LIST OF TASKS ->
[1] List the modules named in the HyperDrive notebook's import lines that begin with "from azureml.train.hyperdrive".
[2] Transcribe the stretch of the HyperDrive notebook from "## Hyperdrive Configuration" through "ComputeTarget.create(ws, cluster_name, compute_config)", character for character.

EXCERPT PROVIDED ->
# Hyperparameter Tuning using HyperDrive

Import Dependencies. In the cell below, import all the dependencies that you will need to complete the project.

In [9]:
from azureml.train.sklearn import SKLearn
from azureml.train.hyperdrive.run import PrimaryMetricGoal
from azureml.train.hyperdrive.policy import BanditPolicy
from azureml.train.hyperdrive.sampling import BayesianParameterSampling
from azureml.train.hyperdrive.runconfig import HyperDriveConfig
from azureml.train.hyperdrive.parameter_expressions import uniform, choice

from azureml.widgets import RunDetails

from azureml.core import Dataset, Environment, Experiment, Workspace

from azureml.core.compute import ComputeTarget, AmlCompute
from azureml.core.compute_target import ComputeTargetException

## Dataset

Get data. In the cell below, write code to access the data you will be using in this project. Remember that the dataset needs to be external.

In [10]:
ws = Workspace.from_config()
experiment_name = 'hyperdriveExperiment'

experiment=Experiment(ws, experiment_name)

In [11]:
# create a TabularDataset from a dataset
dataset = Dataset.get_by_name(ws, name='police_projectNumbers')
police_records = dataset.to_pandas_dataframe()

# preview the first 3 rows of the dataset
police_records.head(5)

Unnamed: 0,stop_date,stop_time,driver_gender,driver_age,driver_race,violation,search_conducted,stop_outcome,is_arrested,stop_duration,drugs_related_stop
0,122005,0.079861,1,20,5,6,0,3,0,15,0
1,1182005,0.34375,1,40,5,6,0,3,0,15,0
2,1232005,0.96875,1,33,5,6,0,3,0,15,0
3,2202005,0.71875,1,19,5,3,0,1,1,30,0
4,3142005,0.416667,0,21,5,6,0,3,0,15,0


## Hyperdrive Configuration

TODO: Explain the model you are using and the reason for chosing the different hyperparameters, termination policy and config settings.

In [12]:
# Create compute cluster to run HyperDrive
cluster_name = 'project-clusters'
try:
    compute_target = ComputeTarget(ws, cluster_name)
except ComputeTargetException:
    compute_config = AmlCompute.provisioning_configuration(vm_size='STANDARD_D3_V2', min_nodes=1, max_nodes=4)
    compute_target = ComputeTarget.create(ws, cluster_name, compute_config)

compute_target.wait_for_completion(show_output=True)

Succeeded
AmlCompute wait for completion finished

Minimum number of nodes requested have been provisioned


## Create the different params that you will be using during training
### This experiment tunes:
### n-estimators: The number of trees - the more trees can result in better performance
### max-depth: The maximum depth of the tree to correctly balance generalization and prevent overfitting

In [13]:

param_sampling = BayesianParameterSampling(
   parameter_space={
       "--n-estimators": choice(range(50, 300, 40)),
       "--max-depth": choice(range(1, 40))
    }
)

#TODO: Create your estimator and hyperdrive config
estimator = est = SKLearn(
    source_directory="./",
    entry_script="train.py",
    script_params={'--input-data': dataset.id},
    compute_target=compute_target
)

EXCERPTED RECORDS ->
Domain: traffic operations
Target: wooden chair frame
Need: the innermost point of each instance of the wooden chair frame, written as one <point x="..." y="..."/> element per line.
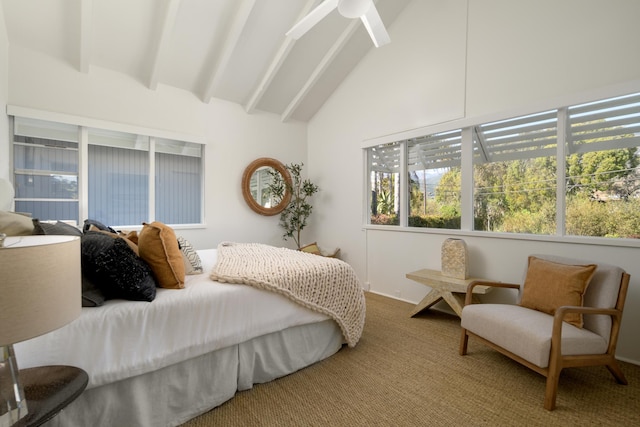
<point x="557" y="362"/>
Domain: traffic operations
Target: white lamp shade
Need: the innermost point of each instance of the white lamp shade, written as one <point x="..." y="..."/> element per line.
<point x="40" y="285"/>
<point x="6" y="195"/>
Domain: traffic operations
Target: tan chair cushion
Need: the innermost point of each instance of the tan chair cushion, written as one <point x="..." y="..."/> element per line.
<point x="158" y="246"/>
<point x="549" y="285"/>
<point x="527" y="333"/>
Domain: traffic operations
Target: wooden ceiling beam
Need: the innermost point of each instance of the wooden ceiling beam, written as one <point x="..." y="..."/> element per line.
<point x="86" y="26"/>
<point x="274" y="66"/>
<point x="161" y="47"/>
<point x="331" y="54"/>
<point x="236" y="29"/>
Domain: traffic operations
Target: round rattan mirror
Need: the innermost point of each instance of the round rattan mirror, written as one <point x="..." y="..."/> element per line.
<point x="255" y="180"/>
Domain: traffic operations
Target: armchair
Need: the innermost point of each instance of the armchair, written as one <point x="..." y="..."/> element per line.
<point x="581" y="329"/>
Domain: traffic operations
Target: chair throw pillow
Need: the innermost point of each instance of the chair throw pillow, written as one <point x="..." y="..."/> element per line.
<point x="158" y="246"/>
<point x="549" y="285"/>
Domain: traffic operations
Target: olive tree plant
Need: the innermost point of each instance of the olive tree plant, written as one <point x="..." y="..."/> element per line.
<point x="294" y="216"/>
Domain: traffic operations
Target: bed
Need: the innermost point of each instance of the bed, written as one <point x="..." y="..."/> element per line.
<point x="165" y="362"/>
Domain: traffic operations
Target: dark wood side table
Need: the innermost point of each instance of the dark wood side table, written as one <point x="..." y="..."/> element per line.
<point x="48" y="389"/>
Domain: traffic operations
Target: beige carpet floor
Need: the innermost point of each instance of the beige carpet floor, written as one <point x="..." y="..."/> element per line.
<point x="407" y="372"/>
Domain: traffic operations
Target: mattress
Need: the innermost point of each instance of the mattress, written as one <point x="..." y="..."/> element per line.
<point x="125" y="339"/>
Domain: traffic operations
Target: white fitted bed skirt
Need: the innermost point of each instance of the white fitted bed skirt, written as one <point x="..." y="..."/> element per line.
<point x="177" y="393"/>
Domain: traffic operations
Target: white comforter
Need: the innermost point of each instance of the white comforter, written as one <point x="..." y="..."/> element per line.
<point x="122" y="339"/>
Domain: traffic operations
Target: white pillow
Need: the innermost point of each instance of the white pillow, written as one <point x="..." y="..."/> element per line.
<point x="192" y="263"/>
--
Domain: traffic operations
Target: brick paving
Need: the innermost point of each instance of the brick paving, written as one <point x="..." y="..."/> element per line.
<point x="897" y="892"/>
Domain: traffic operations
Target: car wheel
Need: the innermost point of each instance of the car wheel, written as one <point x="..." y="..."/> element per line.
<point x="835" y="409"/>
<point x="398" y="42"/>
...
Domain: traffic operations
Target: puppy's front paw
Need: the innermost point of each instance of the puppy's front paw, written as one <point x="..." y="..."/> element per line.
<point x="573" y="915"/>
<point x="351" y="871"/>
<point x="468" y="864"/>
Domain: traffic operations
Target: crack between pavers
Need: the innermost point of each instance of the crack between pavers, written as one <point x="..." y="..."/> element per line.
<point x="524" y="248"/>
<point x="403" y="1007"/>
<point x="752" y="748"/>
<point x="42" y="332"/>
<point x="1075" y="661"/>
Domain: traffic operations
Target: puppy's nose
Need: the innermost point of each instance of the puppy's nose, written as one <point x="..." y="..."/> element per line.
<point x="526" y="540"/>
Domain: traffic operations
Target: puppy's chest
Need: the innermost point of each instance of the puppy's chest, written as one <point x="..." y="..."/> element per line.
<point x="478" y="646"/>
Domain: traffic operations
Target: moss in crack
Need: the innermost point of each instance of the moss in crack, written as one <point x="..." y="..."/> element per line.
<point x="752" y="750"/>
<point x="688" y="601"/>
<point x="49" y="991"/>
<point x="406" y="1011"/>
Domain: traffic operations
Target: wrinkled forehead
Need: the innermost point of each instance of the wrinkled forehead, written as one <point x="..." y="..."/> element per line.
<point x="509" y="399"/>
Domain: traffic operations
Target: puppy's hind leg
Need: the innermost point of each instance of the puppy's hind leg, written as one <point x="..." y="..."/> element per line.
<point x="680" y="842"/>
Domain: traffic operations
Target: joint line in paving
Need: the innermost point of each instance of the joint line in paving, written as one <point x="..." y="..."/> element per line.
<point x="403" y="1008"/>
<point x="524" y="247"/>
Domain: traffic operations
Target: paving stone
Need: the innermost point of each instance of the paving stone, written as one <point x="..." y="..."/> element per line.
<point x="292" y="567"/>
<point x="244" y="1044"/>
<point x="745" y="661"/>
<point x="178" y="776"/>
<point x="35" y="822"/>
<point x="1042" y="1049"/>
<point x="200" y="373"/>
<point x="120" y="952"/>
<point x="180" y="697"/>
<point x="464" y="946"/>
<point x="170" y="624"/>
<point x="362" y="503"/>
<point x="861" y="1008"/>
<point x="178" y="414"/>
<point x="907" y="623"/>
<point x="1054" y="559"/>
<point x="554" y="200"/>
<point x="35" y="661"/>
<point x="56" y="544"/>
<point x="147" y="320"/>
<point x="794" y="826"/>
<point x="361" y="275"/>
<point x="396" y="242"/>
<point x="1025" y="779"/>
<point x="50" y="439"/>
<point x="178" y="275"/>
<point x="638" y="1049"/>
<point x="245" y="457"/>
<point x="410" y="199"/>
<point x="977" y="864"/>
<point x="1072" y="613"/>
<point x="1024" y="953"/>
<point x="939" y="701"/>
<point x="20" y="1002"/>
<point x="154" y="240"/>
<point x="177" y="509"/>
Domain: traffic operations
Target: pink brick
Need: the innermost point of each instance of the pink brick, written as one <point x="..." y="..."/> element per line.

WRITTEN ANSWERS ->
[1]
- azureml.train.hyperdrive.run
- azureml.train.hyperdrive.policy
- azureml.train.hyperdrive.sampling
- azureml.train.hyperdrive.runconfig
- azureml.train.hyperdrive.parameter_expressions

[2]
## Hyperdrive Configuration

TODO: Explain the model you are using and the reason for chosing the different hyperparameters, termination policy and config settings.

In [12]:
# Create compute cluster to run HyperDrive
cluster_name = 'project-clusters'
try:
    compute_target = ComputeTarget(ws, cluster_name)
except ComputeTargetException:
    compute_config = AmlCompute.provisioning_configuration(vm_size='STANDARD_D3_V2', min_nodes=1, max_nodes=4)
    compute_target = ComputeTarget.create(ws, cluster_name, compute_config)